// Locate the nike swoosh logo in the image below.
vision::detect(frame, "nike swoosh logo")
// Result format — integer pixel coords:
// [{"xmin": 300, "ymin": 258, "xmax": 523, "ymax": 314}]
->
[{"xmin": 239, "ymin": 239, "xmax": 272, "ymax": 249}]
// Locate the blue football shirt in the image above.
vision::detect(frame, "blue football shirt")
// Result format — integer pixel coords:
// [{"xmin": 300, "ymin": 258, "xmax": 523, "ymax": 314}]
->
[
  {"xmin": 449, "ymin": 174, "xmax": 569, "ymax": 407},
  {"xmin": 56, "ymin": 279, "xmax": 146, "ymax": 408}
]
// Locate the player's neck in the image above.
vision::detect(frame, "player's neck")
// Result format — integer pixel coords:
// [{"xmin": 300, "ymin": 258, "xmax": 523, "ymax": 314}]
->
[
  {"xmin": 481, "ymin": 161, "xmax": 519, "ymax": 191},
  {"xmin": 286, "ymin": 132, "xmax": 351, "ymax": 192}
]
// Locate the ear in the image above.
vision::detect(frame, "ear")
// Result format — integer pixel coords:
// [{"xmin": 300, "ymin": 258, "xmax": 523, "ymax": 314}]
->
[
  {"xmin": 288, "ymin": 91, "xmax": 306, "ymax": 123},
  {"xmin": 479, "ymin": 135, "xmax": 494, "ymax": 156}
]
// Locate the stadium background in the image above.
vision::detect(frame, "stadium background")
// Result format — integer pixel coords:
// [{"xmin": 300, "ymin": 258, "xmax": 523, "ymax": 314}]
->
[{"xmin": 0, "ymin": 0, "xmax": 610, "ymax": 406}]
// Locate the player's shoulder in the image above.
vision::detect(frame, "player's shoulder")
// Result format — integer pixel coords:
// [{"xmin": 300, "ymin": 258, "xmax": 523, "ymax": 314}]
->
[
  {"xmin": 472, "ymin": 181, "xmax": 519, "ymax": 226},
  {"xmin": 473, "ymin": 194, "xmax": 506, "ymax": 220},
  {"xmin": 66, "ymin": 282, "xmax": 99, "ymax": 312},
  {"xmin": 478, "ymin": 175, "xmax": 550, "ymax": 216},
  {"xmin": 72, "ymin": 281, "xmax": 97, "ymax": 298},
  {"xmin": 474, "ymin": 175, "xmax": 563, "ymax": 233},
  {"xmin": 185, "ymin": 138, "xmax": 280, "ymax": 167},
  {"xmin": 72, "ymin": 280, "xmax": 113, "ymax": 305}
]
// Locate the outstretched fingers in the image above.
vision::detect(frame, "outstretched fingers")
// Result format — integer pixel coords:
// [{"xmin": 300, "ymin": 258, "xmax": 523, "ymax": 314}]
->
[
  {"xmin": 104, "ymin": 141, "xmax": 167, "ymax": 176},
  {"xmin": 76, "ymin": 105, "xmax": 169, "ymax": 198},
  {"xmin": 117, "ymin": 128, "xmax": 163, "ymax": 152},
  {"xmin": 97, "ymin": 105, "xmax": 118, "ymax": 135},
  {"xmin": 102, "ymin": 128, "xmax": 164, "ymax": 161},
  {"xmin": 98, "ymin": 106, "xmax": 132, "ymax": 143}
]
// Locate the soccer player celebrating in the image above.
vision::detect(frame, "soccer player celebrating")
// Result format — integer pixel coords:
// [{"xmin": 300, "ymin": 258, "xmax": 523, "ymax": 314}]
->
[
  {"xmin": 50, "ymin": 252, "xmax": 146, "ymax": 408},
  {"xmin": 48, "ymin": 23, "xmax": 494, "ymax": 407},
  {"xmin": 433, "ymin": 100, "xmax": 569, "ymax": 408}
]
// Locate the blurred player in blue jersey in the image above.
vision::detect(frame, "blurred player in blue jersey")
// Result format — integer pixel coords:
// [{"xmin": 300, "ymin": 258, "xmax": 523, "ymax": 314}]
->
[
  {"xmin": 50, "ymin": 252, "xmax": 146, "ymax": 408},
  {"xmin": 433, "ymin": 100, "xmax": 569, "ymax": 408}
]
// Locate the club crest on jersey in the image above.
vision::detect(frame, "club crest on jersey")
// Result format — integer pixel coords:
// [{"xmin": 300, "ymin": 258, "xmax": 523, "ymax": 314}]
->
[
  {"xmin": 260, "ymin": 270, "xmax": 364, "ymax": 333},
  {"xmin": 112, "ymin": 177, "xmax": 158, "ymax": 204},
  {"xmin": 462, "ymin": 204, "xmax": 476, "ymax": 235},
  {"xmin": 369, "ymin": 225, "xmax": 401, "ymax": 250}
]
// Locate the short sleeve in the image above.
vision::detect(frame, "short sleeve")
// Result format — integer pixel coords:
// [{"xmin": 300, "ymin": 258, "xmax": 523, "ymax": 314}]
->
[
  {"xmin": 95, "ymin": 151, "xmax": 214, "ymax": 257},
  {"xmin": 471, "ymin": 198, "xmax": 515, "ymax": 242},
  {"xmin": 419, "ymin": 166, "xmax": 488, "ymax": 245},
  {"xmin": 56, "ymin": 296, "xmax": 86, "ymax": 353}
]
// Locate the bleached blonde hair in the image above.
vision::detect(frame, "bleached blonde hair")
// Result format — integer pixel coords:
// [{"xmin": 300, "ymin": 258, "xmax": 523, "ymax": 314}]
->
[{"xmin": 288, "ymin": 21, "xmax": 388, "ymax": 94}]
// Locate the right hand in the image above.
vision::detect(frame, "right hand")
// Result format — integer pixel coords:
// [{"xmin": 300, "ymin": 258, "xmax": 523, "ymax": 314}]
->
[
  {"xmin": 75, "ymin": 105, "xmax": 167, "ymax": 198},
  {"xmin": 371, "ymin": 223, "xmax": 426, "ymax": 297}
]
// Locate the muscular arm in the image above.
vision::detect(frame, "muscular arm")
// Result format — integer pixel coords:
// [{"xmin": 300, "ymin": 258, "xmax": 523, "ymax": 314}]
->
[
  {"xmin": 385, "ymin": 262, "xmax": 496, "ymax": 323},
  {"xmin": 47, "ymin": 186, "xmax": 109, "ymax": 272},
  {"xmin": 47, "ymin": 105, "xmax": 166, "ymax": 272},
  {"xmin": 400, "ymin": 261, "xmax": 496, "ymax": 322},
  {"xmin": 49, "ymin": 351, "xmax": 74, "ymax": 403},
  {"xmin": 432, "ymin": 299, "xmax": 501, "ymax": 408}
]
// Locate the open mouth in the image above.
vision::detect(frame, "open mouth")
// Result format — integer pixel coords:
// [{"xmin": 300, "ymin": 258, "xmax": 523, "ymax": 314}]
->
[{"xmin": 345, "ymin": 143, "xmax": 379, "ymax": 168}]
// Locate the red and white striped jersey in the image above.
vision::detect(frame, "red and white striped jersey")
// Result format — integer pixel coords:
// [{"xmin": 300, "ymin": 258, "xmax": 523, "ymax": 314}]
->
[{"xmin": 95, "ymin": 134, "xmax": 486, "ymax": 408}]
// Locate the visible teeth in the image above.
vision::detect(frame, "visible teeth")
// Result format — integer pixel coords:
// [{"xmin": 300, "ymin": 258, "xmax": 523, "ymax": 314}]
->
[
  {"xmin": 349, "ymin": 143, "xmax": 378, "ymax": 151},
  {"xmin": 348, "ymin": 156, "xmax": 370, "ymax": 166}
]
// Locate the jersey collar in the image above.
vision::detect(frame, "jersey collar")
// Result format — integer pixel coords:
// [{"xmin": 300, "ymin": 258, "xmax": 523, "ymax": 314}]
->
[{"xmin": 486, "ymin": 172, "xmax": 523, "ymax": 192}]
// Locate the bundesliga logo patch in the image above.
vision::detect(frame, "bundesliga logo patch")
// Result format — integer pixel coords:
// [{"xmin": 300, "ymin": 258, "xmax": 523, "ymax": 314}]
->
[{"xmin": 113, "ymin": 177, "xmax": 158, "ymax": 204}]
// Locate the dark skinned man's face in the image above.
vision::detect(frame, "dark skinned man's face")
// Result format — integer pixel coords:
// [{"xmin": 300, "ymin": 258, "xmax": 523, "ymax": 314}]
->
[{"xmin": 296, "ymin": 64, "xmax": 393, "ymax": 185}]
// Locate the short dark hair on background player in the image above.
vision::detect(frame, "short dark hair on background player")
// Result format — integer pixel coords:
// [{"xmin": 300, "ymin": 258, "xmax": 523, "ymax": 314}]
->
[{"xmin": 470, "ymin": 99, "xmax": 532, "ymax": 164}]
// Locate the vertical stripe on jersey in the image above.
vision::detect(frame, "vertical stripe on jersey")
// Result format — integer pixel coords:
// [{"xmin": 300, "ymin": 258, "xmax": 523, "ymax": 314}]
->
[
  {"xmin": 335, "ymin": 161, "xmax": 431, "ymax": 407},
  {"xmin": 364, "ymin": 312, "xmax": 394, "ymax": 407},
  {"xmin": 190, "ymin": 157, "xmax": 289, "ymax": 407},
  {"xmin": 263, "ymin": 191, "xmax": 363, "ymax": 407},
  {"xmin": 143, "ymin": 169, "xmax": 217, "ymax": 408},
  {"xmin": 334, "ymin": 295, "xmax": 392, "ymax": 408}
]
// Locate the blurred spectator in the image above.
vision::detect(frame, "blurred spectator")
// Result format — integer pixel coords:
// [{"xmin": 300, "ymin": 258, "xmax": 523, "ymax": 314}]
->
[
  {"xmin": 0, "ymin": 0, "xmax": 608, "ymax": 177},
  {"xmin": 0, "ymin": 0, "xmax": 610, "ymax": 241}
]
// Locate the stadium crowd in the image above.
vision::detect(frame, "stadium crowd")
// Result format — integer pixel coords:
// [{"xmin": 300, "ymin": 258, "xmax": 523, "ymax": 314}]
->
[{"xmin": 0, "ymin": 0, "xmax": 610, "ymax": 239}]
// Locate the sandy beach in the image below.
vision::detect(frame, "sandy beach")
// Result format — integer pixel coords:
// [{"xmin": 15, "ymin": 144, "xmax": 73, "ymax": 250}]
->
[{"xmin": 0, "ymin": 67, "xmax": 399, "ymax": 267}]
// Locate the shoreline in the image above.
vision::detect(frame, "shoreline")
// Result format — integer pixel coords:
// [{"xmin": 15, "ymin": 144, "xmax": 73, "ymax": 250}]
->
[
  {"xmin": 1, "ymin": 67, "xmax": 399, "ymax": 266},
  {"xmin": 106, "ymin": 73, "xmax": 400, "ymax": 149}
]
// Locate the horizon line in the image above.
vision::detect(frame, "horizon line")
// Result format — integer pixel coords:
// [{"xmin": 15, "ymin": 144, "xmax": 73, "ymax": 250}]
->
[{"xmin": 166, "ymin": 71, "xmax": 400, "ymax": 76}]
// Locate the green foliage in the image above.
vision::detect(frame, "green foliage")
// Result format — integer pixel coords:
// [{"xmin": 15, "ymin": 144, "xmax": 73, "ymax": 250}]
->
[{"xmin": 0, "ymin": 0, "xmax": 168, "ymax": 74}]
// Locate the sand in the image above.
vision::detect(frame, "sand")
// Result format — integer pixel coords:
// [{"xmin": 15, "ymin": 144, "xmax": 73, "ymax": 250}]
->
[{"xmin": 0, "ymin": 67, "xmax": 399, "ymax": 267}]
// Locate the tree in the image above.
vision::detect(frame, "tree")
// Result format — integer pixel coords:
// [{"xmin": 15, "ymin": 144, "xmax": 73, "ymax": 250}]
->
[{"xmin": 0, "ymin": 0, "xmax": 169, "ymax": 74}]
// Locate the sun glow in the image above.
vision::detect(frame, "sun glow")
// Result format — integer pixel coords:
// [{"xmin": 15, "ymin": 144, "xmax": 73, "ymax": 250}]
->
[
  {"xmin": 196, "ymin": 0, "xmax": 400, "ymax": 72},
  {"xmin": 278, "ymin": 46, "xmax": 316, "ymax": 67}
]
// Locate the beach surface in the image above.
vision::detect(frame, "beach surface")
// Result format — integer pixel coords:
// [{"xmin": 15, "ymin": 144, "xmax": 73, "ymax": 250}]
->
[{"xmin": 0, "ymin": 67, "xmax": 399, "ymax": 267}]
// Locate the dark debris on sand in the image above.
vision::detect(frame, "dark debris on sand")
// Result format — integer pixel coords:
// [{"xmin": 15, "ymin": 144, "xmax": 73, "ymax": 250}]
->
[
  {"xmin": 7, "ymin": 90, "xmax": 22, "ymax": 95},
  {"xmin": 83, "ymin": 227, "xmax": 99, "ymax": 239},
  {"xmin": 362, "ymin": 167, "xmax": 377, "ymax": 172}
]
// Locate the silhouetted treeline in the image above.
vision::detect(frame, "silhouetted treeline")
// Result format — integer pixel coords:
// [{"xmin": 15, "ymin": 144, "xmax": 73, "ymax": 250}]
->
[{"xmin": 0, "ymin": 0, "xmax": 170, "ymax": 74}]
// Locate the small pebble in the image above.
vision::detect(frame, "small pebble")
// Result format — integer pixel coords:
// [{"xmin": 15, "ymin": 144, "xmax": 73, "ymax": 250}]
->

::::::::::

| WHAT TO DO |
Go through the records line by line, and copy each line that holds the string "glow".

| ANSWER FOR THIS EXERCISE |
// Locate the sun glow in the image above.
vision::detect(frame, "sun glow")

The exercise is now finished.